### EXERCISE DIRECTIONS
Reproduce nothing beyond the line containing "box: [364, 257, 373, 270]". From the first line of the data below down to it, copy each line exactly, without the pictures.

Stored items
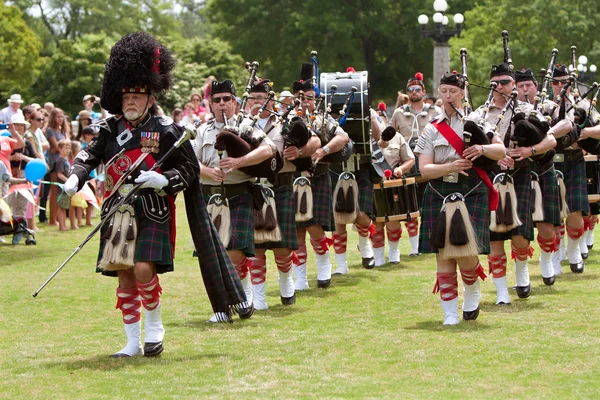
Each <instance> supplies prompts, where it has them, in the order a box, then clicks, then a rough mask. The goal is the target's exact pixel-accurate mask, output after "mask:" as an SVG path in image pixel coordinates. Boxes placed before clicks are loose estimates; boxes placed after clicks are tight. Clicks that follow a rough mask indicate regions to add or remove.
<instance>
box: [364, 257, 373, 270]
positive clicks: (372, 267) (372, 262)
mask: <svg viewBox="0 0 600 400" xmlns="http://www.w3.org/2000/svg"><path fill="white" fill-rule="evenodd" d="M363 267H365V268H366V269H373V268H375V259H374V258H373V257H371V258H363Z"/></svg>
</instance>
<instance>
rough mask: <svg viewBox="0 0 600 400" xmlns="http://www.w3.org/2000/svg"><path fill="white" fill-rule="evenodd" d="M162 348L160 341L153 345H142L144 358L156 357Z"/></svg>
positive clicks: (152, 344)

### SOLUTION TO THIS TASK
Each <instance> supplies prompts, where it has them, in the order a box, then clicks, then a rough mask. The goal is the target's exact pixel-accurate mask, output after "mask:" as an SVG path in image pixel coordinates. Boxes placed before clicks are loose estimates; boxes placed after clicks are tight. Clicks that follow a rough mask indicate regions to add or remove.
<instance>
box: [364, 257, 373, 270]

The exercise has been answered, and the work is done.